» SET EXERCISE: Return every line of the data below that contains the string "right". Case counts, so only lines that match its capitalization belong.

» EXERCISE DATA:
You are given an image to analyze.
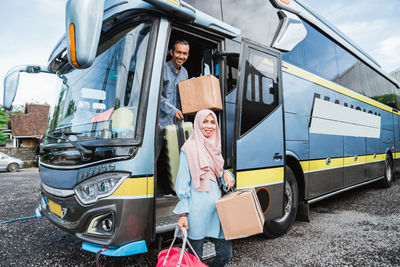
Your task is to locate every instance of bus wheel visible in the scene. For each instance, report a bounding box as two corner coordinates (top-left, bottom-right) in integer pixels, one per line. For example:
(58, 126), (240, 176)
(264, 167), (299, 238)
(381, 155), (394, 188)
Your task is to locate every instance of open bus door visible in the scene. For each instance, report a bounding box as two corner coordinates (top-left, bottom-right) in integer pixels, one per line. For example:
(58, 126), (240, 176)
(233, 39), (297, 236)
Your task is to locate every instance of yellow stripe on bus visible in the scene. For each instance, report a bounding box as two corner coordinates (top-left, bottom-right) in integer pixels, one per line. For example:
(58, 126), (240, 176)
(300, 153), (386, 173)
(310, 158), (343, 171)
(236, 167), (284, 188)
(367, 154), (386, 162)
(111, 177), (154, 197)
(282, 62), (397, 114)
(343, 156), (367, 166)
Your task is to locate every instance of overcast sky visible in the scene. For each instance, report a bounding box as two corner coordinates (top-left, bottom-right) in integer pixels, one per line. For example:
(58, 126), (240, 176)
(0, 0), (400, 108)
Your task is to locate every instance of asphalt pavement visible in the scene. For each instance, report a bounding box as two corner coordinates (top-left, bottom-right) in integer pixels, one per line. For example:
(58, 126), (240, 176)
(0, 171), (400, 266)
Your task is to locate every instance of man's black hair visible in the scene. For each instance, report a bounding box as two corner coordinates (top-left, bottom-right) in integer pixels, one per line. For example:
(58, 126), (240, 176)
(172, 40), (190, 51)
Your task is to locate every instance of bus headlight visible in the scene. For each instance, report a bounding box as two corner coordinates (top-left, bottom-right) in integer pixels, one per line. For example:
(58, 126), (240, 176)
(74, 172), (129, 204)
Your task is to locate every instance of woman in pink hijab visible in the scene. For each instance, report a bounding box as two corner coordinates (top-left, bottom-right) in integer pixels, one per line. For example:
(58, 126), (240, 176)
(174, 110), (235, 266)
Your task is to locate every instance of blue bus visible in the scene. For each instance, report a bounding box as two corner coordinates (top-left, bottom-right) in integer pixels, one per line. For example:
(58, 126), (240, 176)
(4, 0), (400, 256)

» RESULT OF THE EXERCISE:
Your task is to locate every instance of bus wheel visible in the scene. For each instance, report a bounding box as two corner coordinates (top-left, bottom-right) in integer pixels, one per line. For example:
Your task is to locate every instance of open bus door visible in the scene. For each instance, report a bounding box as two corner coordinates (top-left, bottom-right) in integer pixels, one per line. For example:
Your task is to locate every instance of yellow stripe on bus visible in the scene. For each instance, report a bounding box as two corner coordinates (top-left, bottom-right) in integer pixels, one per line. For example:
Your task is to locate every instance of overcast sky visible in the scene. For each instance, report a bounding box as two corner coordinates (top-left, bottom-right) in integer pixels, one per line. For example:
Your task is to locate every instance of asphalt pavement visible in the scene. For each instance, report a bounding box as two corner coordinates (top-left, bottom-right) in integer pixels, one per line. For example:
Your task is to locate every instance of man's black hair visible in the scene. For each instance, report a bounding box as two corner coordinates (top-left, bottom-right) in integer pixels, one per line. For example:
Your task is to locate every instance of bus headlight visible in the scene. For each instance, report a bounding box as two corner coordinates (top-left, bottom-right) in integer pixels, one per line. For example:
Your task is to locate every instance of woman in pink hijab visible in the scene. For each instance, report a bounding box as two corner coordinates (top-left, bottom-right) in integer pixels, one per line. For example:
Your task is to locate every instance of blue bus visible in the scene. For each instance, report a bounding box as two corner coordinates (top-left, bottom-right) in integer pixels, one per line. For example:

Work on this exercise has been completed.